Required work:
In the rows below, count how many contain the string "black" with matching case, and reply with only that number.

[Point placement records]
▬▬▬

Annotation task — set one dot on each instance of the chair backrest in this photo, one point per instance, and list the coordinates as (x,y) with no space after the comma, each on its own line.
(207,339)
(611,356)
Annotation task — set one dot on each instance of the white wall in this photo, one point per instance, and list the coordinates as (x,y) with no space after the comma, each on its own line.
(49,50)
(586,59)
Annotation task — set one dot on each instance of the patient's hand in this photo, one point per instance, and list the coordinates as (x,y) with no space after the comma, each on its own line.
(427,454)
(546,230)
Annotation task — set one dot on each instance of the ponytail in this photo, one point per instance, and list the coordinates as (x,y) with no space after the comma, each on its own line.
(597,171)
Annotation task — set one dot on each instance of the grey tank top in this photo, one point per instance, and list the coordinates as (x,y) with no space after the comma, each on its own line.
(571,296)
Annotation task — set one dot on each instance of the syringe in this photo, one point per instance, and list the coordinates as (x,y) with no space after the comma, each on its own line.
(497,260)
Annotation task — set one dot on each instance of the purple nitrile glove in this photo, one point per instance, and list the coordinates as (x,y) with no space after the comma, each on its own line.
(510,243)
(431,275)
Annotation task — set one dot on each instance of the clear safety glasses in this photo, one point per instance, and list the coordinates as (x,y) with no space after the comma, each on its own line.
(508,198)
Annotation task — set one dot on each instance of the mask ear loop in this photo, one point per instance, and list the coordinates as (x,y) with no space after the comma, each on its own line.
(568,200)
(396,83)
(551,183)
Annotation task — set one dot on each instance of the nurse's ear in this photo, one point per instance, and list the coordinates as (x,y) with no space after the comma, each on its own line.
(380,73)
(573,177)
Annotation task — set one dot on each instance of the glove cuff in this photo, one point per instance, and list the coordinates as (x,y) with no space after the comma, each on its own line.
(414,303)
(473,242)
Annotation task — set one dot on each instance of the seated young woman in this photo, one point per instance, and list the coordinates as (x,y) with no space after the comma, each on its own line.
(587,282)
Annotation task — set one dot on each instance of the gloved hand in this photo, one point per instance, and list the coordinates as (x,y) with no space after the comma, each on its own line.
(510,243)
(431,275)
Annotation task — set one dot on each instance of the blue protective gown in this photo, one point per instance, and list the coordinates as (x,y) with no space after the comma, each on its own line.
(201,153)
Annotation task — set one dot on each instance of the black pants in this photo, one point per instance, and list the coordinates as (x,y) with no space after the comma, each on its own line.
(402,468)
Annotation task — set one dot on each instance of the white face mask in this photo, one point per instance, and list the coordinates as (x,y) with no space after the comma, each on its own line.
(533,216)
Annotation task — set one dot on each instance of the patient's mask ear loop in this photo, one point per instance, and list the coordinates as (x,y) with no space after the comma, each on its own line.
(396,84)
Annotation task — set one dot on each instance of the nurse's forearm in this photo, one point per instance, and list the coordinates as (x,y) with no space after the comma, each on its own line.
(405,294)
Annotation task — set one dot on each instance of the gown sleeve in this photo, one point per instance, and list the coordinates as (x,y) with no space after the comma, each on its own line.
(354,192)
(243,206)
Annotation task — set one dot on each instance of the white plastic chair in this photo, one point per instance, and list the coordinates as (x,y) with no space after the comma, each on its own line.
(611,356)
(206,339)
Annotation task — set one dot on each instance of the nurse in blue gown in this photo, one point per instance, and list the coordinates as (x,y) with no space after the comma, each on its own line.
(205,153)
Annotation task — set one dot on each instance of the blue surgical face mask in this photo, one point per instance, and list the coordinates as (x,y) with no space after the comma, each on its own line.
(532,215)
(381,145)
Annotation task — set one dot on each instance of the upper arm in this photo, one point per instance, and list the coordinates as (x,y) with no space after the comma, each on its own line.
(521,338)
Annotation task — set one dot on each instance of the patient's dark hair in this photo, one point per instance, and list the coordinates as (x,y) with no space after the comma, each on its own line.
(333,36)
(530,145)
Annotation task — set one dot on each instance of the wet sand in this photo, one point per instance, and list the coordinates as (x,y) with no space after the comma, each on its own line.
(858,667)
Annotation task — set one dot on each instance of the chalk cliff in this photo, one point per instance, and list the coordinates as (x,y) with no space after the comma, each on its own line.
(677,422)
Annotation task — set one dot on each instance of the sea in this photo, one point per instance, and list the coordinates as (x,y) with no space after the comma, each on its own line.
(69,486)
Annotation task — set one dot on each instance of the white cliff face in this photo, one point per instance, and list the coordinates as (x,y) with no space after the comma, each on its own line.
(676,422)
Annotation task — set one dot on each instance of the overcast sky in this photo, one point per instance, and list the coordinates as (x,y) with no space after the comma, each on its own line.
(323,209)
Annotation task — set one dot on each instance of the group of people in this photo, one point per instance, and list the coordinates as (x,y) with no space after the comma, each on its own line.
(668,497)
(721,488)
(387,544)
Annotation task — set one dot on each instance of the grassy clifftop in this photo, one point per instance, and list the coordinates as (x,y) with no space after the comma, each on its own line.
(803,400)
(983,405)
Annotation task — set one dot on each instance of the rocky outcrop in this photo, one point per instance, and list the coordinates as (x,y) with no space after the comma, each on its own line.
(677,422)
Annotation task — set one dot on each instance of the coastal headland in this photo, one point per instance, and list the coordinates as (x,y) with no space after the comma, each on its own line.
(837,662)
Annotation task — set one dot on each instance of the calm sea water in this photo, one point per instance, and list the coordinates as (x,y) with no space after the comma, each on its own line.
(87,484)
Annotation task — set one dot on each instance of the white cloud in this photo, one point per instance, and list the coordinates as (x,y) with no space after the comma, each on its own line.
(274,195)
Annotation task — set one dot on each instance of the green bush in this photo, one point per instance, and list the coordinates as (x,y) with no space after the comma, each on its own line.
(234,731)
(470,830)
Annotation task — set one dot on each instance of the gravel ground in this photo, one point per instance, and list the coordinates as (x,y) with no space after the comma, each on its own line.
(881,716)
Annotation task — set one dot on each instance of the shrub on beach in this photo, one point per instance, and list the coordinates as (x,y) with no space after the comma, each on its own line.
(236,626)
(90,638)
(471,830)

▬▬▬

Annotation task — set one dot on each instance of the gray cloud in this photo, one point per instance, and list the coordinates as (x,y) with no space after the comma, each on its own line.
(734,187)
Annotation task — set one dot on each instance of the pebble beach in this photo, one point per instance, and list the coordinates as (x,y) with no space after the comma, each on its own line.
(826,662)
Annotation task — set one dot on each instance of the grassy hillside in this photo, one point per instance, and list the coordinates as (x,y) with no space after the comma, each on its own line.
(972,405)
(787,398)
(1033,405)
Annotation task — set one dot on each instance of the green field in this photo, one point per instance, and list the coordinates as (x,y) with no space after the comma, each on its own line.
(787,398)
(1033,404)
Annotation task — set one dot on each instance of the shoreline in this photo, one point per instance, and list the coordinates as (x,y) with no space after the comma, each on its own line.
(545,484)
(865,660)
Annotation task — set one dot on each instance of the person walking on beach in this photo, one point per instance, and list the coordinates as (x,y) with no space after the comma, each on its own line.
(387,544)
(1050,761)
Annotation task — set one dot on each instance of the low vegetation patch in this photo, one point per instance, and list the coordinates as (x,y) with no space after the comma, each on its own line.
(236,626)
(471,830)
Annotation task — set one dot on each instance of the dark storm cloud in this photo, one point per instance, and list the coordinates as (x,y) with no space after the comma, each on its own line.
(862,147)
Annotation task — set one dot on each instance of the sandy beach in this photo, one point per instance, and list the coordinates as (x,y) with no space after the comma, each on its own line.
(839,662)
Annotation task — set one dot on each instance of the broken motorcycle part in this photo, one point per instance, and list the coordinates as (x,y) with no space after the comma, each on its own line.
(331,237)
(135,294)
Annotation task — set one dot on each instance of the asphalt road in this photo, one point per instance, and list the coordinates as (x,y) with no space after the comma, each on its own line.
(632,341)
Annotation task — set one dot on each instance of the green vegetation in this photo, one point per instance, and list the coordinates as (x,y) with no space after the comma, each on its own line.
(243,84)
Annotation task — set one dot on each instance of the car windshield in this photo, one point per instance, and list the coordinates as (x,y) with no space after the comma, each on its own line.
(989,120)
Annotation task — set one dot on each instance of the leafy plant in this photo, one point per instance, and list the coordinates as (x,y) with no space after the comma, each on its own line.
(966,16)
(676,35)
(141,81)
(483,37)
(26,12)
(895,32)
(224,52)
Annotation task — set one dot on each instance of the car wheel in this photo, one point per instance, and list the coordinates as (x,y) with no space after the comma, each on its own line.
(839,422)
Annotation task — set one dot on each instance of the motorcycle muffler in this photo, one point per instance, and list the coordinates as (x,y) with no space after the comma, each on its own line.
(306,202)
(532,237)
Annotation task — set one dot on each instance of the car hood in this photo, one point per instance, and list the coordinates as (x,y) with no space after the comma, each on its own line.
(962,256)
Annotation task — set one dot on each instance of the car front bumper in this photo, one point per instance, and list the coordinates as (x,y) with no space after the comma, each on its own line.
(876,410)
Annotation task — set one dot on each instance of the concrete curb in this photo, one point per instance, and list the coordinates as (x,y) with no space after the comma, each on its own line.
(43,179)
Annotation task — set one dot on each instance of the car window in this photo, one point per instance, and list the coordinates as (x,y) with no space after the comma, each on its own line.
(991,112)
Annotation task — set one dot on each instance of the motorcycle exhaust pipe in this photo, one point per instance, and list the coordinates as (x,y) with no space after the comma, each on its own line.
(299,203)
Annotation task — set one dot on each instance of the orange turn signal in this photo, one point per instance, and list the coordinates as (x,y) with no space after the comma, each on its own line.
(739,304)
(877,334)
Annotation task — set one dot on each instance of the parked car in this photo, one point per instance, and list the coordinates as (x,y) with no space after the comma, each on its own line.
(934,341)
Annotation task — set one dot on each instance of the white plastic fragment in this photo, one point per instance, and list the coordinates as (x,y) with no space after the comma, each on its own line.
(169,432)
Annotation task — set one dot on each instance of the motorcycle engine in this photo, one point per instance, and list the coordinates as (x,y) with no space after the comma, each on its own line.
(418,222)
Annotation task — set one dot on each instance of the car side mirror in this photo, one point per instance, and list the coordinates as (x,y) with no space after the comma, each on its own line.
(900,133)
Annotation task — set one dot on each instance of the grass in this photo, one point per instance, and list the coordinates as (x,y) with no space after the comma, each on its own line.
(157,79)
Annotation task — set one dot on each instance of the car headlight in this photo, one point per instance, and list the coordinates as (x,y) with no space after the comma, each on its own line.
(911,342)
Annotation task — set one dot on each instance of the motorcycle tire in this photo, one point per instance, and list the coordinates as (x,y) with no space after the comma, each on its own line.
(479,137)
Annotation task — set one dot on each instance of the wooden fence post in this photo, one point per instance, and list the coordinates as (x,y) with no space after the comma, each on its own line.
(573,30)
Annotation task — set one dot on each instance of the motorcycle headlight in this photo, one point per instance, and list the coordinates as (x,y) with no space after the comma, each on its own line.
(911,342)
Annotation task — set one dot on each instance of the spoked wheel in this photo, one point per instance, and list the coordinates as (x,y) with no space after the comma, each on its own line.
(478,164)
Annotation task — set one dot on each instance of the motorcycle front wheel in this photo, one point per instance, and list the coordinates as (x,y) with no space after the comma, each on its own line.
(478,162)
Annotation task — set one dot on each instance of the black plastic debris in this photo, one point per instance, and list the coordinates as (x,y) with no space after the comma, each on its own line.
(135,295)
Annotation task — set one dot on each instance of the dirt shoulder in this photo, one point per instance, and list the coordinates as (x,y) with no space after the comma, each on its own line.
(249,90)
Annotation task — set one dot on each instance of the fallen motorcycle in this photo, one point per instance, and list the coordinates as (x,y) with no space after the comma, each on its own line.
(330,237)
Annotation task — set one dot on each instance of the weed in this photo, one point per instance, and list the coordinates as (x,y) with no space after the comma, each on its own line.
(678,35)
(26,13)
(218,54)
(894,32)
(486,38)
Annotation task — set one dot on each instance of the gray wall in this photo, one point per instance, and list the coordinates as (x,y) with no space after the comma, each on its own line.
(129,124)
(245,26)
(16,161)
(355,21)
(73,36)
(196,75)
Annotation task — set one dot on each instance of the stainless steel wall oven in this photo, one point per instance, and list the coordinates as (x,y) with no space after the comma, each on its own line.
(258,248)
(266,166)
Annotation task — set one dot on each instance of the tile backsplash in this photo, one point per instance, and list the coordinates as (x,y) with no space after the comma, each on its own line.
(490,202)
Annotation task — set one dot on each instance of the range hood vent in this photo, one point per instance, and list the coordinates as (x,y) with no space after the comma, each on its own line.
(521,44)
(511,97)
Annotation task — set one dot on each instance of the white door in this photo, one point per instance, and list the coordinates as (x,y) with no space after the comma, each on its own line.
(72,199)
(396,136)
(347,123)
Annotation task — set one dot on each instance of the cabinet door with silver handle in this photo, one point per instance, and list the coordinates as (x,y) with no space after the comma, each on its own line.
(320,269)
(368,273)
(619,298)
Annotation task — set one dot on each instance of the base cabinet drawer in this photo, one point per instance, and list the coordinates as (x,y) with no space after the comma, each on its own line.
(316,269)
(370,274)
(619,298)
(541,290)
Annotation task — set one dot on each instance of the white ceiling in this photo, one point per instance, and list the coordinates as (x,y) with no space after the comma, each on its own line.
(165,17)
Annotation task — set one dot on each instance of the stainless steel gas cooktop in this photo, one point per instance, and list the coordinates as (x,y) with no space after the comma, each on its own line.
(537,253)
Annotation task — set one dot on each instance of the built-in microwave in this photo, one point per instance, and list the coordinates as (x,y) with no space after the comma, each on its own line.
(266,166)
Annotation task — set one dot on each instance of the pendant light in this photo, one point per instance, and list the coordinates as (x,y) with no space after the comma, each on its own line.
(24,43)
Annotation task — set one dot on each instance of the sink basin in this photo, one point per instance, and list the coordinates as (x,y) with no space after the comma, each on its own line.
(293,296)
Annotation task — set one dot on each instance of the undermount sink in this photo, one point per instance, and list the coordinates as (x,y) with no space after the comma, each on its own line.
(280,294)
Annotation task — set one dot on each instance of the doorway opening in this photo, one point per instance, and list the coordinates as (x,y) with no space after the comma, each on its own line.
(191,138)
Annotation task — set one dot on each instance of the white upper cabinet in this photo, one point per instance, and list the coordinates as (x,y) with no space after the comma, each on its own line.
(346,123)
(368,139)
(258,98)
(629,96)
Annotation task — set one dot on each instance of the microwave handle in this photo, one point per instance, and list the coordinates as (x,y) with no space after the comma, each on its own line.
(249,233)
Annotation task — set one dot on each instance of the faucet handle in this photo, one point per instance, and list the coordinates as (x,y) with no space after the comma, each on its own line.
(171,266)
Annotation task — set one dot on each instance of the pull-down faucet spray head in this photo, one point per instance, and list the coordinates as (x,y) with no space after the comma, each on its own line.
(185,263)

▬▬▬

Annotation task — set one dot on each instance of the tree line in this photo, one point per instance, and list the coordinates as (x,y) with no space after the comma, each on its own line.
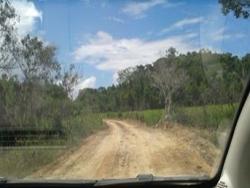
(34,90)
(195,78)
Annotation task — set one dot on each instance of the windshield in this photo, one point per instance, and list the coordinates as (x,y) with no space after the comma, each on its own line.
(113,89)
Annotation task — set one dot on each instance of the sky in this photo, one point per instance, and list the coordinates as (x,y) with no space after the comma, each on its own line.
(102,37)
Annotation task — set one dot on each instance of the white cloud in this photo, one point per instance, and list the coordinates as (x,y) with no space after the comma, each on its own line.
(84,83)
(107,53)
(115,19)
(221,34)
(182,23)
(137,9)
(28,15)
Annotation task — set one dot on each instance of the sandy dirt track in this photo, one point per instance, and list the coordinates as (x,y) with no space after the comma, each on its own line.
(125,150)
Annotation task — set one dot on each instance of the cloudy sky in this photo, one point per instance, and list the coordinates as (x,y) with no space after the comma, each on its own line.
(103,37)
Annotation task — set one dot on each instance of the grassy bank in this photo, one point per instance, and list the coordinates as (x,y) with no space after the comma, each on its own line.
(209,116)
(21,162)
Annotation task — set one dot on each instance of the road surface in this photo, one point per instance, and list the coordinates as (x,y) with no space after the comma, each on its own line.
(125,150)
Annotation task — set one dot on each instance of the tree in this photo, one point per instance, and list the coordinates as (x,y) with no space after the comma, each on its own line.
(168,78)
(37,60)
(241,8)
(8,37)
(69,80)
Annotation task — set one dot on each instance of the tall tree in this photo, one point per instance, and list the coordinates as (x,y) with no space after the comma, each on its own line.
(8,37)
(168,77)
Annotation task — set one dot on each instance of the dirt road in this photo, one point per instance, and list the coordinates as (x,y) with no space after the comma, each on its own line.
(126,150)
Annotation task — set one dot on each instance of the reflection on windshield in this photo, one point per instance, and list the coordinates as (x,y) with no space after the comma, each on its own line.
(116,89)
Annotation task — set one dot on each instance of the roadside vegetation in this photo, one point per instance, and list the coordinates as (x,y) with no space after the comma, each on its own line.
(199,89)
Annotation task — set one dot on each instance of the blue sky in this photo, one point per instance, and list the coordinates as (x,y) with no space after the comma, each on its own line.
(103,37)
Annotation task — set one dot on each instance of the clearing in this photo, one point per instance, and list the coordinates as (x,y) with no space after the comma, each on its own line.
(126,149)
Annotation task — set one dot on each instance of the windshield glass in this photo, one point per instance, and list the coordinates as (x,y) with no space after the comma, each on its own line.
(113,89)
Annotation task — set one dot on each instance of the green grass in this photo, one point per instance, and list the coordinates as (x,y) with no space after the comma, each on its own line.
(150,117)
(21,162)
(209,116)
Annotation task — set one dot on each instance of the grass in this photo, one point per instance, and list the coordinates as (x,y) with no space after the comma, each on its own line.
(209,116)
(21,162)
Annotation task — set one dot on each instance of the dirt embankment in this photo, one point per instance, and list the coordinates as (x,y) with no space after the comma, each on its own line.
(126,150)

▬▬▬

Result for this exercise:
2